(INPUT MATERIAL):

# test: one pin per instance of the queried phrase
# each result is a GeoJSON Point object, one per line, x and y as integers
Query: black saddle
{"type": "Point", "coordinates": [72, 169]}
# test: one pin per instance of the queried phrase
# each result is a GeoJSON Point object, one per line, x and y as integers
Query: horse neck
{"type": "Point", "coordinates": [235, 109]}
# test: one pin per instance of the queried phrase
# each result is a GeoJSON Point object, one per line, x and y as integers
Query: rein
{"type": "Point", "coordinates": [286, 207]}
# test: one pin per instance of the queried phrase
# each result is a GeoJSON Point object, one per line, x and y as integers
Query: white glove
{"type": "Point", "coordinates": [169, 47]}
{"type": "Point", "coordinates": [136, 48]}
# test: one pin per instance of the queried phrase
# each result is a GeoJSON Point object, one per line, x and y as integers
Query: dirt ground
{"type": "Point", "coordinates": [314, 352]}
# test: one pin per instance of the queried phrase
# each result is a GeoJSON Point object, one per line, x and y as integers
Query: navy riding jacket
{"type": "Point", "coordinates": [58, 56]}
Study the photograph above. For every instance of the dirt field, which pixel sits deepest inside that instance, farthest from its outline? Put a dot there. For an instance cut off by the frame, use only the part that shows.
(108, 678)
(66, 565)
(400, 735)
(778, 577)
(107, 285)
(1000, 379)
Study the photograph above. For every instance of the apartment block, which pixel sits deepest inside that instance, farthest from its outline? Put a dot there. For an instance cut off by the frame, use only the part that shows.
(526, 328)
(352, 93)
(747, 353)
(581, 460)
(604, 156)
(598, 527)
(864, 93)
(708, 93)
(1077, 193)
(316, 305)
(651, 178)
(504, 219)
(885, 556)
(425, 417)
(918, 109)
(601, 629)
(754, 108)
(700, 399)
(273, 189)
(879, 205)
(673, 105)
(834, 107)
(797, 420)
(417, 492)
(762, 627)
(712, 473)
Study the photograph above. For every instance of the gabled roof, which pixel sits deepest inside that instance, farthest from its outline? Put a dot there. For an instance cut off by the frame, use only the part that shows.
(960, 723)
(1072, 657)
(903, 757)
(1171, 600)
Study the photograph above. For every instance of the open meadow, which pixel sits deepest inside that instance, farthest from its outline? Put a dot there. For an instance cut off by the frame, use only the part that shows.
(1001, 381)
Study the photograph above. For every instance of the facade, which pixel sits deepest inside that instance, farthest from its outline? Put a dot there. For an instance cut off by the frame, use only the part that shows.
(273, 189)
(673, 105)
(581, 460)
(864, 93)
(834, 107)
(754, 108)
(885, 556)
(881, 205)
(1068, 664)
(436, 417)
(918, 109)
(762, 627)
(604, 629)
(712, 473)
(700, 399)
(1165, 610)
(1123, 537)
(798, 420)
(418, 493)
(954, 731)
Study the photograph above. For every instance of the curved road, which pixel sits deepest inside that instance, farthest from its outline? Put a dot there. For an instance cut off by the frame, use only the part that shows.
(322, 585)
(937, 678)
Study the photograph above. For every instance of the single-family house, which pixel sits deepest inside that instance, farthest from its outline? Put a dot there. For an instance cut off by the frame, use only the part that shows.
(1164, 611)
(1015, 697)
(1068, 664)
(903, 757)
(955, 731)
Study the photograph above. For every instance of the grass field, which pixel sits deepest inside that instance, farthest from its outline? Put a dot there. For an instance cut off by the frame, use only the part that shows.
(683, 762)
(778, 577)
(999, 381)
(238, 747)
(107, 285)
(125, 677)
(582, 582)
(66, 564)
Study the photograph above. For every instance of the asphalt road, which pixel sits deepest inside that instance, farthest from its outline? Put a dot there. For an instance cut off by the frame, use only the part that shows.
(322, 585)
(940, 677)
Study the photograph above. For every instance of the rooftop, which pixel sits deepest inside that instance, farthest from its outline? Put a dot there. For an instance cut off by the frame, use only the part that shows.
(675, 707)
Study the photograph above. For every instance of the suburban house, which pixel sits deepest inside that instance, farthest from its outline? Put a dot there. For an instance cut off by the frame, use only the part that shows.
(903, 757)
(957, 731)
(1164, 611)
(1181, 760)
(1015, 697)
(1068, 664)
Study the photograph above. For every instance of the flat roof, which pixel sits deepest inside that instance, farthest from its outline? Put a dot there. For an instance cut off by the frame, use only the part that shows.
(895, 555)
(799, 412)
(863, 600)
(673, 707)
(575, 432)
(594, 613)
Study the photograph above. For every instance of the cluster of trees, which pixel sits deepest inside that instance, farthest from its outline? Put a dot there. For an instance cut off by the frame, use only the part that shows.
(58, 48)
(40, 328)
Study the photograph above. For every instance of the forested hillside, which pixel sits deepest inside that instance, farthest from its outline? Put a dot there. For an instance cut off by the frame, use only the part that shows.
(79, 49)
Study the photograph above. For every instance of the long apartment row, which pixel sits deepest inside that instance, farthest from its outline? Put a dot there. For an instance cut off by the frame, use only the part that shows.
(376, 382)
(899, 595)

(DIRECTION): Print all the rows above again, unchanged and in the same order.

(EXERCISE SOLUTION):
# test: one pin per instance of the queried phrase
# each result is a GeoJSON Point object, one per line, x and y as integers
Query: black saddle
{"type": "Point", "coordinates": [72, 169]}
# test: one pin per instance of the queried phrase
# each result is a GeoJSON Point object, one per line, x and y as integers
Query: horse neck
{"type": "Point", "coordinates": [235, 109]}
# test: one pin per instance of the queried phrase
# each result is a GeoJSON Point object, one per line, x and y as integers
Query: rein
{"type": "Point", "coordinates": [286, 207]}
# test: one pin per instance of the queried phrase
# each result is a GeoJSON Point object, one per line, x and y as integers
Query: white glove
{"type": "Point", "coordinates": [169, 47]}
{"type": "Point", "coordinates": [136, 48]}
# test: one pin per instance of the queried phrase
# each result is a GeoJSON Point object, one per line, x and y as integers
Query: dirt ground
{"type": "Point", "coordinates": [314, 352]}
# test: one pin per instance of the queried phrase
# each result is a GeoJSON Point object, one per line, x and y as integers
Query: navy riding jacket
{"type": "Point", "coordinates": [58, 56]}
Study the photograph above. For every instance of the dirt field, which pixel sits deepest inside that instance, farthest from its outline? Put a dot there. For an instance cut off by the frame, use only the part that shows.
(108, 678)
(66, 565)
(400, 735)
(778, 577)
(107, 285)
(1000, 379)
Study the photograph above. For every instance of the apartment block, which pixel sits deepest inside that instance, farthest from its outline? Put a dot there. For an instance cut off by the frame, use only the part that shows.
(526, 328)
(352, 93)
(747, 353)
(581, 460)
(604, 156)
(598, 527)
(864, 93)
(708, 93)
(1077, 193)
(316, 305)
(651, 178)
(504, 219)
(885, 556)
(425, 417)
(918, 109)
(601, 629)
(754, 108)
(700, 399)
(273, 189)
(879, 205)
(673, 105)
(834, 107)
(797, 420)
(417, 492)
(762, 627)
(712, 473)
Study the photograph above. For every instance of the gabled roof, which pixel sits deepest inside that instance, farthest from its outline? Put a dot there. For an instance cut off by the frame, use only the part that shows.
(960, 723)
(1072, 657)
(903, 757)
(1171, 600)
Study the photograph above. For every instance of the open meadow, which pixel sits deepest inside that instance, farthest from its outline? Put a dot there. For an instance cut off by the frame, use only the part that shows.
(1001, 381)
Study the photograph above. For every instance of the facade, which pixel sits deepest inside that instance, farthest from its outline? Put a dot there. For an instance cut off by the frame, use only the part that shows.
(273, 189)
(673, 105)
(581, 460)
(864, 93)
(834, 107)
(754, 108)
(885, 556)
(881, 205)
(1068, 664)
(436, 417)
(918, 109)
(762, 627)
(604, 629)
(712, 473)
(700, 399)
(1165, 610)
(1123, 537)
(798, 420)
(418, 493)
(954, 731)
Study the photograph above. For every instance of the curved road, which pixel sits deepest inside that instance, farthest from its outline? Put a dot there. For an instance cut off by the frame, use only the part that shows.
(322, 585)
(937, 678)
Study the photograph above. For every instance of the single-family house, which pixel sits deepest inside that instance, farthest from its outline? Put a dot there. For an instance cut off by the frame, use only the part that shows.
(1164, 611)
(1015, 697)
(1068, 664)
(903, 757)
(955, 731)
Study the photograph above. For every instance of the grass field, which pixel sits deepest inside that instance, farthest from its outline? Put a dot there. For an instance cut off by the frame, use only the part that shows.
(683, 762)
(778, 577)
(999, 381)
(238, 747)
(107, 285)
(125, 677)
(582, 582)
(66, 564)
Study the photograph above. For every instance of the asphalt road, which pixel sits deepest inside that instance, farthest from its outline? Put a dot there. For an instance cut off by the frame, use only the part that shows.
(322, 585)
(940, 677)
Study the photograph above. For every instance of the rooftop, which pixel sits deepest inside that instance, farthest from its outline? Put a dot there. For an instance cut off by the frame, use only the part that shows.
(675, 707)
Study the photograph above. For every instance of the suburban house, which pixel sits deepest inside that instance, farthest from its outline? Put a dot there. For an instance cut off by the frame, use only the part that shows.
(903, 757)
(957, 731)
(1164, 611)
(1181, 760)
(1015, 697)
(1068, 664)
Study the photograph above. For every instance of the flat roof, which pixel sits deepest inside that instance, farthest from its outline? Put a dot there. For an instance cut off by the frame, use only the part that shows.
(895, 555)
(799, 412)
(863, 600)
(673, 707)
(575, 432)
(594, 613)
Study the photograph above. For every instance of the cluster of trees, which pixel sits deepest inside that instance, farthest from its outline? Put a dot there. For an instance cut off by the frame, use only the part that shows.
(58, 48)
(40, 328)
Study the photograph above. For every instance of the forested hillside, which pixel sits deepest inside that instance, farthest from its outline? Put a dot there. For an instance cut off by the frame, use only the part that shows.
(79, 49)
Study the photograph above. For every instance of the long apartment row, which pixel sits deepest inside that instance, farthest from its outline? Put a dot there. For an instance cut off by the frame, use only the part that shows.
(376, 382)
(899, 595)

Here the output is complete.